(Stored data)
────────────────────────────────────────

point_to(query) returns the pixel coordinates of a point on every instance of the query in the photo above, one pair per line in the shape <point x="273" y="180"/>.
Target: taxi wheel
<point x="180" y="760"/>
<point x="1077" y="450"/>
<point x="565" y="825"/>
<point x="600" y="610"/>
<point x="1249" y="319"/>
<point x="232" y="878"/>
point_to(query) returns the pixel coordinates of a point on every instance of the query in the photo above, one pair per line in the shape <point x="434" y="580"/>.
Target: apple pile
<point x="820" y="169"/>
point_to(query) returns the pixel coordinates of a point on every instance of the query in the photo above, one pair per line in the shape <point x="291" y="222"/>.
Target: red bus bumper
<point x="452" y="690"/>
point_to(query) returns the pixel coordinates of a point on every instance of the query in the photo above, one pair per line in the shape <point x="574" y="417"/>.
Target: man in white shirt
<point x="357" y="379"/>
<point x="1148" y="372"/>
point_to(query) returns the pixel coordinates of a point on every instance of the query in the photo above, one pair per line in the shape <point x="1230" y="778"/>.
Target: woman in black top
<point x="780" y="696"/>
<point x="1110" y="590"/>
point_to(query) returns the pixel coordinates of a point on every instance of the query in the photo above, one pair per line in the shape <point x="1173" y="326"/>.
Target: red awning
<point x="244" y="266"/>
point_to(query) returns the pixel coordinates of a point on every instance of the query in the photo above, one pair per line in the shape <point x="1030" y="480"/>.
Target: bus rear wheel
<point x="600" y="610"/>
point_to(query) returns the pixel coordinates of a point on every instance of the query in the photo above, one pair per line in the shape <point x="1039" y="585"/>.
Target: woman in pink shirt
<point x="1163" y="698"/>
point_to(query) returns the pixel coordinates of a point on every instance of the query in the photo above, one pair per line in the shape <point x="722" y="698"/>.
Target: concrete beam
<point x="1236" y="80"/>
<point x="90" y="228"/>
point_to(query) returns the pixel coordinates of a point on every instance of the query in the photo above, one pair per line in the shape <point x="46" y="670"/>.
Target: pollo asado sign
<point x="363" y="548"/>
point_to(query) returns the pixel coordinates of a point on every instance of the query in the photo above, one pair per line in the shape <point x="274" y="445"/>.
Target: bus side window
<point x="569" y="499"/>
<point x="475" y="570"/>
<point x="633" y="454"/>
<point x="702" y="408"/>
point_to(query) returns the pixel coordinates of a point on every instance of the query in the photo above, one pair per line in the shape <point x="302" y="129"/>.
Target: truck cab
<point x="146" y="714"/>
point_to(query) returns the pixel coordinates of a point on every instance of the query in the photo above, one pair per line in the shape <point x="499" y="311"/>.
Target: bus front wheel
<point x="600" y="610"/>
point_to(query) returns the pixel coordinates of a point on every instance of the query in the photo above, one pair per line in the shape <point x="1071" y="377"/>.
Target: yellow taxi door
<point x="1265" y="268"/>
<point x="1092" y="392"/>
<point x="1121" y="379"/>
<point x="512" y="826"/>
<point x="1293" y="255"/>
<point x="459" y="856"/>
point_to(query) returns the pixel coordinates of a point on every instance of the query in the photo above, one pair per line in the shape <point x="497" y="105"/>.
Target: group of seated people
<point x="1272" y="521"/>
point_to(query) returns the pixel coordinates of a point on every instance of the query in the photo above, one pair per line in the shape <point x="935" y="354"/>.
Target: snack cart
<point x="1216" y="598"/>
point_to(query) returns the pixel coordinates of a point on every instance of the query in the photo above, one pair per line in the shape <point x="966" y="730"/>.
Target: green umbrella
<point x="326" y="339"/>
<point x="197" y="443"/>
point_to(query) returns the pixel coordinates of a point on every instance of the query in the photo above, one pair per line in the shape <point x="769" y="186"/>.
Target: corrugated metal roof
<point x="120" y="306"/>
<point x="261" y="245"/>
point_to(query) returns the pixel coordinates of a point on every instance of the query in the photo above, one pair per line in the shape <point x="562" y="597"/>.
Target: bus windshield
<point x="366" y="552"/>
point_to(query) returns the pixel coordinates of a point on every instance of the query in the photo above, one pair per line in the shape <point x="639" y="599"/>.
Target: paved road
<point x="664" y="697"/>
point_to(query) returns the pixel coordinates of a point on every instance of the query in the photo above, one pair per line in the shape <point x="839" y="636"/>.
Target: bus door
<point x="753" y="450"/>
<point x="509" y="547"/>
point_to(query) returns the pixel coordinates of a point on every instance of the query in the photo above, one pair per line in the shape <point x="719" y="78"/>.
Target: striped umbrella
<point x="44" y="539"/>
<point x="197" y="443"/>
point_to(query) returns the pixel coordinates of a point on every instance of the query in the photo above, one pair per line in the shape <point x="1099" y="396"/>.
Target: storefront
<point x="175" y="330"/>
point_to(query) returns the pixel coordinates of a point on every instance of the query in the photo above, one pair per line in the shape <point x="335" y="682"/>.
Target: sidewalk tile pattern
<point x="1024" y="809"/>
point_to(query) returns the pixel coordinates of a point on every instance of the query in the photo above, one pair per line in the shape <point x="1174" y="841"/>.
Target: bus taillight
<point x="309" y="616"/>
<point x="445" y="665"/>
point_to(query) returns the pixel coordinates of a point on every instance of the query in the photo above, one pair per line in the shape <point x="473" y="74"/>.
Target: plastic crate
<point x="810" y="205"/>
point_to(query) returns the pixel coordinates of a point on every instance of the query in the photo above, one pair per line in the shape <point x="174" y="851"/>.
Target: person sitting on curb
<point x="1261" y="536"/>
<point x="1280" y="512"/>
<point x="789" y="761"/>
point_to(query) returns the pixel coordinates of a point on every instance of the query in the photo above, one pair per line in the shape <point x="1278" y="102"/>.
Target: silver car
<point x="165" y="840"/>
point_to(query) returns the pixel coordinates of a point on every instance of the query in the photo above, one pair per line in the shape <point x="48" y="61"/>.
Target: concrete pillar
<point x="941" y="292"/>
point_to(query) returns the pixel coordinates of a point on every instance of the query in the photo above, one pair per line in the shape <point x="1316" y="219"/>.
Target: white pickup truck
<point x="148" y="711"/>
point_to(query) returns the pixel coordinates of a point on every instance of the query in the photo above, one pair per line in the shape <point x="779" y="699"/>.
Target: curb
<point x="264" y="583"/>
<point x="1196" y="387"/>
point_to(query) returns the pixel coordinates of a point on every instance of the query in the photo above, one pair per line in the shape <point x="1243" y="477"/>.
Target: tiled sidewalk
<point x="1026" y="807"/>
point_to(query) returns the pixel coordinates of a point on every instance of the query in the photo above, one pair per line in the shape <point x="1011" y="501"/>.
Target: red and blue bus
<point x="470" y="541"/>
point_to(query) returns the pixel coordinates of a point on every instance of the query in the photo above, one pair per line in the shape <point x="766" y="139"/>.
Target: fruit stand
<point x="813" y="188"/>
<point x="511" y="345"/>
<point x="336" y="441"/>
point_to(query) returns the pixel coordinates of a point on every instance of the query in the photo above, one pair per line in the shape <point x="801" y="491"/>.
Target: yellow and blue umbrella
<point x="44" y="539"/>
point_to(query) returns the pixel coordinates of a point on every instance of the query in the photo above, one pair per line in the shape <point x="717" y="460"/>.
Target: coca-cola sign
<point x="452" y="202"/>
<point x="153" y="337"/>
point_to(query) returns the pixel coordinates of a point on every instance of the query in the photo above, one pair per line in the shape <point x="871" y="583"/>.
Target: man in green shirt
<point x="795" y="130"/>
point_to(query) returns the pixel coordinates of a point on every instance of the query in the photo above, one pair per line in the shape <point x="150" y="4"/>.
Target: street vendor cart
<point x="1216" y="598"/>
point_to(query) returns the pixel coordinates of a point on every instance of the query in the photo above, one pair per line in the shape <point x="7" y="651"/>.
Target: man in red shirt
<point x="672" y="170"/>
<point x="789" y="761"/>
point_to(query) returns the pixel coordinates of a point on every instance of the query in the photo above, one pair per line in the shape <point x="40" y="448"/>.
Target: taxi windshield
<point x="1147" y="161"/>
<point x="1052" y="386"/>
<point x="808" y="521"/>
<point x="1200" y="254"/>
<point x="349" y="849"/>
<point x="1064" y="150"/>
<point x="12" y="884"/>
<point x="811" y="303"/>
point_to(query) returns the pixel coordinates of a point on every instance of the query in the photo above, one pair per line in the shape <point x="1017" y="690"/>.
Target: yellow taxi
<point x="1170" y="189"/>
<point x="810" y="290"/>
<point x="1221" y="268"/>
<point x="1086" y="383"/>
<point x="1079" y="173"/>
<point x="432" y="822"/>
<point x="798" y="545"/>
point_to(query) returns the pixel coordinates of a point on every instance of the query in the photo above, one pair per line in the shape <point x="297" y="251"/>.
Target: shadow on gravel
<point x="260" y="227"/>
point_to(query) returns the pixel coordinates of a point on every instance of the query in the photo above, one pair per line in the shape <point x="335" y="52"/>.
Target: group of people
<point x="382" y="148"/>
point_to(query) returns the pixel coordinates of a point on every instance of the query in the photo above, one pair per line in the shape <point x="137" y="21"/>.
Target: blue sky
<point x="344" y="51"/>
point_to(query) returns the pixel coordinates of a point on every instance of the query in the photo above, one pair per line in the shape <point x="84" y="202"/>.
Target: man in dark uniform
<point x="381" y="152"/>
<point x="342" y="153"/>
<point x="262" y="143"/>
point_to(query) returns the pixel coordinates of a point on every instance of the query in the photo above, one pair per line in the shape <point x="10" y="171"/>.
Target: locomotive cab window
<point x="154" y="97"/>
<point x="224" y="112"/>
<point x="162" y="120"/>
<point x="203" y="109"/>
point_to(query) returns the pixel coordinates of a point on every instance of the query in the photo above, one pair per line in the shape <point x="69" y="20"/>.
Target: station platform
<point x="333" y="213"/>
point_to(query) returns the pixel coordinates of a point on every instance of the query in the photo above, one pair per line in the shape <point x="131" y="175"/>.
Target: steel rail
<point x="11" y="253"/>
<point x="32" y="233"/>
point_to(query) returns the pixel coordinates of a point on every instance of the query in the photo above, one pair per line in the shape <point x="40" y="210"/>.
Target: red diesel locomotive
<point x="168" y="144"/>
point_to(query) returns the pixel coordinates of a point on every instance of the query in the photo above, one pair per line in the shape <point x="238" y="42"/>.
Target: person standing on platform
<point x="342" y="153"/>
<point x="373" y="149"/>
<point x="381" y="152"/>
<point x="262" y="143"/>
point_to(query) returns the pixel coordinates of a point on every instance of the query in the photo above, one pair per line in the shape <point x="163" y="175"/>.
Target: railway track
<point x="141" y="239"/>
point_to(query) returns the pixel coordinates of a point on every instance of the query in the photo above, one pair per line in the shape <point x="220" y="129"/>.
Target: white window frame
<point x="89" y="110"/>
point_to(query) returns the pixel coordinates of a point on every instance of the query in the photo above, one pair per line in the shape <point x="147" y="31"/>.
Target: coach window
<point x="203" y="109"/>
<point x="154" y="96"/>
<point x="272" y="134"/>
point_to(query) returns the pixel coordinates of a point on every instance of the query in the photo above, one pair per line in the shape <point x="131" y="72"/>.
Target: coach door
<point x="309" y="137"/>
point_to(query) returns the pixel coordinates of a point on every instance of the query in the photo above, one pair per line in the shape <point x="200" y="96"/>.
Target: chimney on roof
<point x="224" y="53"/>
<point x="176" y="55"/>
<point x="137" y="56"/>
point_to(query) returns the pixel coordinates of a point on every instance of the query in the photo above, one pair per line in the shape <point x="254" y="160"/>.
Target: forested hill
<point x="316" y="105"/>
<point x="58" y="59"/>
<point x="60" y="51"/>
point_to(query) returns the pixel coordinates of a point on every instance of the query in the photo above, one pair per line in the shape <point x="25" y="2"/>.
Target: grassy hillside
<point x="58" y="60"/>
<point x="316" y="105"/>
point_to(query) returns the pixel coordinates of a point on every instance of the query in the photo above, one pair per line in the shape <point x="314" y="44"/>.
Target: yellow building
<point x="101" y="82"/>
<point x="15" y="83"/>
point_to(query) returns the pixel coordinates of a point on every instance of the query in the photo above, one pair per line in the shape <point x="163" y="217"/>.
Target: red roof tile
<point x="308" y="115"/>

────────────────────────────────────────

# [What is required]
List every line of the records that contains the string "sidewalk", copying each one in full and treating uppercase and lowercase letters as different.

# [Task solution]
Target: sidewalk tile pattern
Target: tiled sidewalk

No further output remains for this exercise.